Excerpt to read:
⟨
Susan then said something else that struck Gabe as odd.

“I guess I didn’t have a shotgun, did I?” she told her son.

It would have been an odd statement at any time, but under the circumstances it was downright worrisome.

“Did you ever actually see her with one?” the detective asked.

“No,” Gabe said, although he felt that she had definitely researched some firearms. She was using terminology that indicated she had been shopping around for the right weapon. A subsequent check of the records revealed that Susan did, indeed, own a gun. She was the registered owner of a Smith and Wesson .38-caliber revolver. She told Costa about that gun during their interview at headquarters on Monday night and said that Felix had removed it from the house at her request. There was no indication that a shotgun had ever been purchased, and a search of the Miner Road residence yielded no firearms.

In addition to Gabriel and Morris, several more calls came in to Costa that afternoon. One was from Andrew Polk, Felix’s forty-year-old son from his first marriage, who was currently living in lower Manhattan and working as an actor. It was the first time that Andrew had spoken to Costa, and he reported a call he received from Felix that past weekend after Susan had threatened to shoot him with a shotgun. It was a call similar to the one Felix had placed to Morris and Chief Lawrence around the same time, with Felix expressing concern that Susan “was going to do something to him” upon her return from Montana.
⟩
Material provided:
⟨
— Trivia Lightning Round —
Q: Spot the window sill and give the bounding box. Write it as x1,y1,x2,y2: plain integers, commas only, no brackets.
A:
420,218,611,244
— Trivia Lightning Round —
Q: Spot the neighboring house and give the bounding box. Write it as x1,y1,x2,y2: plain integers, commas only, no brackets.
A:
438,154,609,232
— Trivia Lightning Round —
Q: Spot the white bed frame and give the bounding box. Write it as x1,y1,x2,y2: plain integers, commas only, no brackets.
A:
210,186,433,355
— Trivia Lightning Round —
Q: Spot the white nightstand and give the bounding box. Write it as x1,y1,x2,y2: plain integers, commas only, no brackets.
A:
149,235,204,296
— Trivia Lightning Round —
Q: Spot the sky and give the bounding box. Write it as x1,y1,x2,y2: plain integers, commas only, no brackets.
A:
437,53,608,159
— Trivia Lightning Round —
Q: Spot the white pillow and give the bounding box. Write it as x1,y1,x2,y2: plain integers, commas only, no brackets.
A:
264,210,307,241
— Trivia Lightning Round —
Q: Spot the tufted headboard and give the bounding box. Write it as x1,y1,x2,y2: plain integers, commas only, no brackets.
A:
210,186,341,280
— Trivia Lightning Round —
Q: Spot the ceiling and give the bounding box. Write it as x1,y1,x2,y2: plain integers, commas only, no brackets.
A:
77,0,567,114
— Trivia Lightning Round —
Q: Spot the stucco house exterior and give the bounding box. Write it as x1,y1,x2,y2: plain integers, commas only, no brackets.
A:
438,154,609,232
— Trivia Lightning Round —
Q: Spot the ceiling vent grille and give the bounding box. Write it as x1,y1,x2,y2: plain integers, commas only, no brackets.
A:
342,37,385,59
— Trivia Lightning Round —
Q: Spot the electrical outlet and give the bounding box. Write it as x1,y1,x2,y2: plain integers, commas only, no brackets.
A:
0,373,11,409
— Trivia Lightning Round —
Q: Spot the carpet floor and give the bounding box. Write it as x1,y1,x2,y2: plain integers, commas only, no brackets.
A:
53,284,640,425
⟩
Exercise brief: Return the passage from the Polk family excerpt, starting at "It would have" and ending at "yielded no firearms.". Work only from the excerpt about the Polk family.

Answer:
It would have been an odd statement at any time, but under the circumstances it was downright worrisome.

“Did you ever actually see her with one?” the detective asked.

“No,” Gabe said, although he felt that she had definitely researched some firearms. She was using terminology that indicated she had been shopping around for the right weapon. A subsequent check of the records revealed that Susan did, indeed, own a gun. She was the registered owner of a Smith and Wesson .38-caliber revolver. She told Costa about that gun during their interview at headquarters on Monday night and said that Felix had removed it from the house at her request. There was no indication that a shotgun had ever been purchased, and a search of the Miner Road residence yielded no firearms.